** Part of a data file **
━━━━━━━━━━━━━━━━
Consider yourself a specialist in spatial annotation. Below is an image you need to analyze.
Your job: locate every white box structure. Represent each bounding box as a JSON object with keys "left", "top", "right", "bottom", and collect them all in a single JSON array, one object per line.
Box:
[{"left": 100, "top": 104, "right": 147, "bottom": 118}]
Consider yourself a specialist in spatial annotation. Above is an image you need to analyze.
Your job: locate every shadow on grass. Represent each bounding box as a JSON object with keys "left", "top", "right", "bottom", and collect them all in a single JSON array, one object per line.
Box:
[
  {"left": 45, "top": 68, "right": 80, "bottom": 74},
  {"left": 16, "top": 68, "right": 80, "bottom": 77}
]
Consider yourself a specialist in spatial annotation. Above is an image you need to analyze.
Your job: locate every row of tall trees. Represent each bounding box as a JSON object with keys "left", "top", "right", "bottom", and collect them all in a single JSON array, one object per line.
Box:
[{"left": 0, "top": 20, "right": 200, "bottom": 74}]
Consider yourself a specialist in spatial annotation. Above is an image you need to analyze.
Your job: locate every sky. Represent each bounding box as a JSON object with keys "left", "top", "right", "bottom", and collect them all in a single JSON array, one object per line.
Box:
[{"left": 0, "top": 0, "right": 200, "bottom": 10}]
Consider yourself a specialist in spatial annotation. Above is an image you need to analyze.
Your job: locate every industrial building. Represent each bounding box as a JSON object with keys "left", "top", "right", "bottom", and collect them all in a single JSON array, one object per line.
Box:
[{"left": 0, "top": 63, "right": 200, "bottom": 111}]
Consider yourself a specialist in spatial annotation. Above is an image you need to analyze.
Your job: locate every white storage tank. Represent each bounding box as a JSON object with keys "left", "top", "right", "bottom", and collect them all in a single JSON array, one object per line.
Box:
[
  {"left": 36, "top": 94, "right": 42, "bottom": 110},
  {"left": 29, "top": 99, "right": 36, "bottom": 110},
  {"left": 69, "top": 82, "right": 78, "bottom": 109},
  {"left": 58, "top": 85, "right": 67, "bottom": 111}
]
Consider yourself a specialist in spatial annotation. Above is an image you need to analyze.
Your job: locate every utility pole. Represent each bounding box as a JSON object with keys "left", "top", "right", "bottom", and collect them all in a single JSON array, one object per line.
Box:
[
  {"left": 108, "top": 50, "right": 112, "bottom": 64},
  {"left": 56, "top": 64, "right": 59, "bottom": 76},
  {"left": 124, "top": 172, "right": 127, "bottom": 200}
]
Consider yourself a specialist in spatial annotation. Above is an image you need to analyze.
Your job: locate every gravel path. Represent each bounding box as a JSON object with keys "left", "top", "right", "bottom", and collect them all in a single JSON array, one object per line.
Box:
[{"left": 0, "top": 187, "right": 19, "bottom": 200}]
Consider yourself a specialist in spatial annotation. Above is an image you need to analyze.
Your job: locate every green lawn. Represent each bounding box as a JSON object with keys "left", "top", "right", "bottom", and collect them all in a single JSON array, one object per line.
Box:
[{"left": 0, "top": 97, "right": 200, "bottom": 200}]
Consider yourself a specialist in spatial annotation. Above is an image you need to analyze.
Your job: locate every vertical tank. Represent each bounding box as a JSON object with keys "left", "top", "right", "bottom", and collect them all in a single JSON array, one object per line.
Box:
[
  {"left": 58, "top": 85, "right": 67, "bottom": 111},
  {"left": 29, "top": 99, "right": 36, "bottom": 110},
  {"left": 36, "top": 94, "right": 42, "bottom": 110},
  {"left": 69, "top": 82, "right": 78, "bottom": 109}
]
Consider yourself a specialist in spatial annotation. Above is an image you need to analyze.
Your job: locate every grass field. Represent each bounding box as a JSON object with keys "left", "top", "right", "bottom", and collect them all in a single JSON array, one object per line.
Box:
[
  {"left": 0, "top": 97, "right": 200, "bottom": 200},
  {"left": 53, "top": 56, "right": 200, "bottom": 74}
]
━━━━━━━━━━━━━━━━
** WHAT IS NEEDED **
Please identify each line in the items above that contains the string "pole", and copy every such line in full. Case counts when matching.

** SOLUTION TO THE PROBLEM **
Your job: locate every utility pole. Represent each bounding box as a JSON object with keys "left", "top", "right", "bottom", and collect them all in a single JSON array, one object per line.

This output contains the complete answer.